| AIM |
Lay out all the lines below as a two-column CSV with the headers request and answer, one row per request. Put each request's text and its answer in a single quoted field, with line breaks replaced by spaces.

(Entries from an annotation dataset)

......

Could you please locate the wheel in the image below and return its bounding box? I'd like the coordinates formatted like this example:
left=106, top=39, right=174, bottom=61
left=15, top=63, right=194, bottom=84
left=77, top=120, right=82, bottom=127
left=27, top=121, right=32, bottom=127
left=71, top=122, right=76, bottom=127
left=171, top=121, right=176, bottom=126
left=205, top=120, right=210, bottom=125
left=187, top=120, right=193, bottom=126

......

| RESPONSE TO THE TASK |
request,answer
"Could you please locate the wheel in the image below and return its bounding box? I'd like the coordinates formatted like this example: left=106, top=39, right=174, bottom=61 left=15, top=63, right=194, bottom=84","left=77, top=120, right=82, bottom=127 left=27, top=121, right=32, bottom=127 left=71, top=122, right=76, bottom=127 left=171, top=121, right=176, bottom=126 left=205, top=120, right=210, bottom=125 left=187, top=120, right=193, bottom=126"